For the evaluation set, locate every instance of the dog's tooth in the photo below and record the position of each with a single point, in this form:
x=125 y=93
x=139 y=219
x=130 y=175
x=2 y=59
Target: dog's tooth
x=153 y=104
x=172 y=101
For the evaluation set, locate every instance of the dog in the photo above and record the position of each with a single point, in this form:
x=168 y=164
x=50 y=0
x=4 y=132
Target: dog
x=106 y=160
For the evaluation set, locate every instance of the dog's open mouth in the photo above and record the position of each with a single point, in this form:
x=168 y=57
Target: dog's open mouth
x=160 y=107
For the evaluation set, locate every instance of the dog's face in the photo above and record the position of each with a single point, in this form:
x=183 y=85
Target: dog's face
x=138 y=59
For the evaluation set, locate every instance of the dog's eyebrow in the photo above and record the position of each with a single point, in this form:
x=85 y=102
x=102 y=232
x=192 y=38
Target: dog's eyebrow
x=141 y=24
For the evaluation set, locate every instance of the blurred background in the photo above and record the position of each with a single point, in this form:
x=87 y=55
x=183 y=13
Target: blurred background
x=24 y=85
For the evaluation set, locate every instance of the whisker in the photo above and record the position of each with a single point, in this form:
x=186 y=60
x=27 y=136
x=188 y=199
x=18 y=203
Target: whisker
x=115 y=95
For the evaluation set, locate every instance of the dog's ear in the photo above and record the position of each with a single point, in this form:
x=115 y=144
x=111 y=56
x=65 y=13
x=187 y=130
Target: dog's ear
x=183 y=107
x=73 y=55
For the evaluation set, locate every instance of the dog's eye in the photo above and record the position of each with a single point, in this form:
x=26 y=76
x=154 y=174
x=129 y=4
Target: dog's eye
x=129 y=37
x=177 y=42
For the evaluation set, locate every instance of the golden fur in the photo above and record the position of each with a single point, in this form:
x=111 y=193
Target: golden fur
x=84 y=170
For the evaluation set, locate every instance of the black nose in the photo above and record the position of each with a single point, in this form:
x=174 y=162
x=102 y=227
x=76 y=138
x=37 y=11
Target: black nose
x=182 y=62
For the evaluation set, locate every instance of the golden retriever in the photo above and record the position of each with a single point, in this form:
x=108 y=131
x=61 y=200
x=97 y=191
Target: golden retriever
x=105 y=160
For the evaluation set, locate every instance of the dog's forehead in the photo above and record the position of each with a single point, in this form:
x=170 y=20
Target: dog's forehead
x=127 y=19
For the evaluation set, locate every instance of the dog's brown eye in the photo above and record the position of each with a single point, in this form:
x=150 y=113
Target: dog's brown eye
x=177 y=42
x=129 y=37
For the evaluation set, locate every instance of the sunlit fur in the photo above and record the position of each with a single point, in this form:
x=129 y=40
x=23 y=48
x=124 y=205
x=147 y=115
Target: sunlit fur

□ □ □ □ □

■ Set problem:
Convert all of the data above into a JSON list of strings, giving each line its own string and leaving out any blank lines.

■ The response:
[
  "For the evaluation set, locate every instance of the dog's tooth in the photo below and record the position of each with a single point, in this form:",
  "x=125 y=93",
  "x=139 y=219",
  "x=130 y=175",
  "x=2 y=59",
  "Target: dog's tooth",
  "x=153 y=104",
  "x=172 y=101",
  "For the evaluation set, locate every instance of the dog in the photo above and record the position of each with a single point, in this form:",
  "x=168 y=164",
  "x=50 y=0",
  "x=4 y=132",
  "Target: dog",
  "x=106 y=160",
  "For the evaluation set, locate every instance of the dog's open mouth in the photo above and record the position of each with a single point, in this form:",
  "x=168 y=57",
  "Target: dog's open mouth",
  "x=160 y=107",
  "For the evaluation set, locate every instance of the dog's face in the photo above and record the position of each with a single point, in this form:",
  "x=183 y=85",
  "Target: dog's face",
  "x=138 y=59",
  "For the evaluation set, locate every instance of the dog's eyebrow in the photo above and record the position of each with a single point, in this form:",
  "x=85 y=102",
  "x=102 y=232",
  "x=192 y=38",
  "Target: dog's eyebrow",
  "x=141 y=24",
  "For the evaluation set, locate every instance of the blurred background in the photo above and record the position of each with a single point, in this form:",
  "x=87 y=55",
  "x=183 y=13",
  "Target: blurred background",
  "x=24 y=85",
  "For the evaluation set, locate every instance of the whisker in the photo above and record the position of each with a single point, in this form:",
  "x=186 y=60",
  "x=27 y=136",
  "x=188 y=199",
  "x=18 y=203",
  "Target: whisker",
  "x=115 y=95",
  "For the evaluation set, locate every instance of the dog's ear in the photo above and record the position of each with a single point, in this form:",
  "x=115 y=144",
  "x=111 y=56",
  "x=65 y=13",
  "x=187 y=130",
  "Target: dog's ear",
  "x=183 y=107",
  "x=73 y=55",
  "For the evaluation set, locate every instance of the dog's eye in the photo above and record the position of each with a single point, in this form:",
  "x=26 y=76",
  "x=154 y=174",
  "x=129 y=4",
  "Target: dog's eye",
  "x=129 y=37",
  "x=177 y=42",
  "For the evaluation set, locate every instance of the golden fur in the photo above and record the position of each with a single point, in this form:",
  "x=111 y=193",
  "Target: golden fur",
  "x=84 y=170",
  "For the evaluation set, locate every instance of the black nose in the photo above and record the position of each with a single point, in this form:",
  "x=174 y=162",
  "x=102 y=227",
  "x=76 y=138",
  "x=37 y=11",
  "Target: black nose",
  "x=182 y=62",
  "For the evaluation set, locate every instance of the golden retriever in the photo above and record the position of each with a single point, in this form:",
  "x=108 y=131",
  "x=61 y=200",
  "x=97 y=191",
  "Target: golden retriever",
  "x=105 y=160",
  "For the evaluation set, locate every instance of the dog's forehead in the photo above and record the position of each with a single point, in this form:",
  "x=170 y=20",
  "Target: dog's forehead",
  "x=127 y=19",
  "For the evaluation set, locate every instance of the dog's brown eye in the photo above and record the position of each with a single point, in this form:",
  "x=150 y=113",
  "Target: dog's brown eye",
  "x=177 y=42",
  "x=129 y=37",
  "For the evaluation set, locate every instance of the sunlit fur in the photo above and record the position of each with a single point, in this form:",
  "x=129 y=40",
  "x=23 y=48",
  "x=124 y=205",
  "x=147 y=115",
  "Target: sunlit fur"
]